:: SELECTED PASSAGE ::
^^^^^^^^^^^^^^^^

Koenkk / zigbee2mqtt

Zigbee 🐝 to MQTT bridge 🌉, get rid of your proprietary Zigbee bridges 🔨
https://www.zigbee2mqtt.io
GNU General Public License v3.0
12.08k stars 1.68k forks source link

zigbee2mqtt crashes after a while #2280

Closed Bruceforce closed 4 years ago

Bruceforce commented 5 years ago

Bug Report

What happened

zigbee2mqtt crashes after a while after upgrade from docker tag latest to latest-dev

What did you expect to happen

zigbee2mqtt shouldn't crash

How to reproduce it (minimal and precise)

Just let it run for a few hours / days.

Debug Info

zigbee2mqtt version: via docker tag latest-dev CC253X firmware version: 20190608

Sorry I can't provide debug logs since the crash happens only after a few days. Do these logs help? docker-compose log: https://gist.github.com/Bruceforce/7475b61be16e2c0a6772d145662ad056 npm debug log: https://gist.github.com/Bruceforce/fbbf4c475c9912ce69b7089a7c112e17

Koenkk commented 5 years ago

These logs don't help, I need the logs at the moment it crashes.

Bruceforce commented 5 years ago

Anything special to debug this or should I just set log level to debug in zigbee2mqtt and wait till it crashes?

Koenkk commented 5 years ago

Run the container with -e DEBUG=zigbee-herdsman:*.

Bruceforce commented 4 years ago

I started it with just loglevel set to debug without the environment variable yesterday, before you posted this. I got this log: https://gist.githubusercontent.com/Bruceforce/23818fd9a557041f3e681896b82a0262/raw/fae3b64764b48c2e5c19bd1ee4c7b0cd13e549ec/log.txt

Does this already help or do you still need me to set the environment variable? I'll do so anyways, but I can't get back to you until it crashes again.

Edit: Right after a rebuild of the container I also got this, but I assume this doesn't help since the error is gone after resetting the CC2531 again...

zigbee2mqtt       | Using '/app/data' as data directory
zigbee2mqtt       |
zigbee2mqtt       | > zigbee2mqtt@1.6.0 start /app
zigbee2mqtt       | > node index.js
zigbee2mqtt       |
zigbee2mqtt       | 2019-11-06T16:15:19.682Z zigbee-herdsman:controller:log Starting with options '{"network":{"networkKeyDistribute":false,"networkKey":[XXX],"panID":6754,"extenedPanID":[221,221,221,221,221,221,221,221],"channelList":[25]},"serialPort":{"baudRate":115200,"rtscts":true,"path":"/dev/ttyACM0"},"databasePath":"/app/data/database.db","backupPath":"/app/data/coordinator_backup.json"}'
zigbee2mqtt       | 2019-11-06T16:15:19.684Z zigbee-herdsman:adapter:zStack:znp:log Opening with /dev/ttyACM0 and {"baudRate":115200,"rtscts":true,"autoOpen":false}
zigbee2mqtt       | 2019-11-06T16:15:24.841Z zigbee-herdsman:adapter:zStack:znp:log Serialport opened
zigbee2mqtt       | 2019-11-06T16:15:24.841Z zigbee-herdsman:adapter:zStack:znp:log Writing skip bootloader payload
zigbee2mqtt       | 2019-11-06T16:15:24.842Z zigbee-herdsman:adapter:zStack:unpi:writer --> buffer [239]
zigbee2mqtt       | 2019-11-06T16:15:25.844Z zigbee-herdsman:adapter:zStack:znp:SREQ --> SYS - version - {}
zigbee2mqtt       | 2019-11-06T16:15:25.845Z zigbee-herdsman:adapter:zStack:unpi:writer --> frame [254,0,33,2,35]
zigbee2mqtt       | zigbee2mqtt:error 2019-11-06T16:15:31: Error while starting zigbee-herdsman
zigbee2mqtt       | zigbee2mqtt:error 2019-11-06T16:15:31: Failed to start zigbee
zigbee2mqtt       | zigbee2mqtt:error 2019-11-06T16:15:31: Exiting...

^^^^^^^^^^^^^^^^

:: WORK REQUIRED ::
Answer these questions using the issue thread:
(a) Which Docker tag did the reporter upgrade to before the crashes began?
(b) What CC253X firmware version does the reporter give?
(c) With what option did Koenkk say to run the container?
The listing comes from an unrelated source.

^^^^^^^^^^^^^^^^

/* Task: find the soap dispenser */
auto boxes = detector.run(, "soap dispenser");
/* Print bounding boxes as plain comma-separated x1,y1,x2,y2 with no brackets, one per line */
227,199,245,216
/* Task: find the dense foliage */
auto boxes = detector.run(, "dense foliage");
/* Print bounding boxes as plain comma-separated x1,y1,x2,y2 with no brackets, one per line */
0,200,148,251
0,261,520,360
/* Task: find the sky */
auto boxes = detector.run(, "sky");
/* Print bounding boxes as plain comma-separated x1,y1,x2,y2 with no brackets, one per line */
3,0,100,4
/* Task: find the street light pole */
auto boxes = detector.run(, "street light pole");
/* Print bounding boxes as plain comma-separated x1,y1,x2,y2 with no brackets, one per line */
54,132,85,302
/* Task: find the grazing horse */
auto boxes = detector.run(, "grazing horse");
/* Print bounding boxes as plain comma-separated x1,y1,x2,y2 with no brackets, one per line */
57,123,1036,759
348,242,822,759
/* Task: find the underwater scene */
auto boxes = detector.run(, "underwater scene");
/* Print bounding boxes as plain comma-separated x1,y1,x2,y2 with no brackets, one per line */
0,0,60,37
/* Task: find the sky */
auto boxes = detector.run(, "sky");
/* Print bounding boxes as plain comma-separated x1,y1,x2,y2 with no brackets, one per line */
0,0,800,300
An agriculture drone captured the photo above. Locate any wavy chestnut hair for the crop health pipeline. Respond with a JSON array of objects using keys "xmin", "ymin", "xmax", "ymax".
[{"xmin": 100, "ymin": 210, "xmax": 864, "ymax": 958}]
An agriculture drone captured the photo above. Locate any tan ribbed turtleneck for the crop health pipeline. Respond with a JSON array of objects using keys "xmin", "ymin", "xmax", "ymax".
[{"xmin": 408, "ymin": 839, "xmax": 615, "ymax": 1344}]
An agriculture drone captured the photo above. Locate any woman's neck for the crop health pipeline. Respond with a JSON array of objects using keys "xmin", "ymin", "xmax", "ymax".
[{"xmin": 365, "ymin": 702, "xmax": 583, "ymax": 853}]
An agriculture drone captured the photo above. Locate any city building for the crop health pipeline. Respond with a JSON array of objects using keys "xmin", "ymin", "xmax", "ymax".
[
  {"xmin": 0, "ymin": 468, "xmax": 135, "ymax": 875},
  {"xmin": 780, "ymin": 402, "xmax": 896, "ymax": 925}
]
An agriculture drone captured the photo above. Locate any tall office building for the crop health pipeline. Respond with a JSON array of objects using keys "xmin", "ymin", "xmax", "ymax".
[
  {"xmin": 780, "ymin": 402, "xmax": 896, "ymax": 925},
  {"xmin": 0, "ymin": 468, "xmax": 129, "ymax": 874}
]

^^^^^^^^^^^^^^^^

:: RESULT BELOW ::
(a) latest-dev
(b) 20190608
(c) -e DEBUG=zigbee-herdsman:*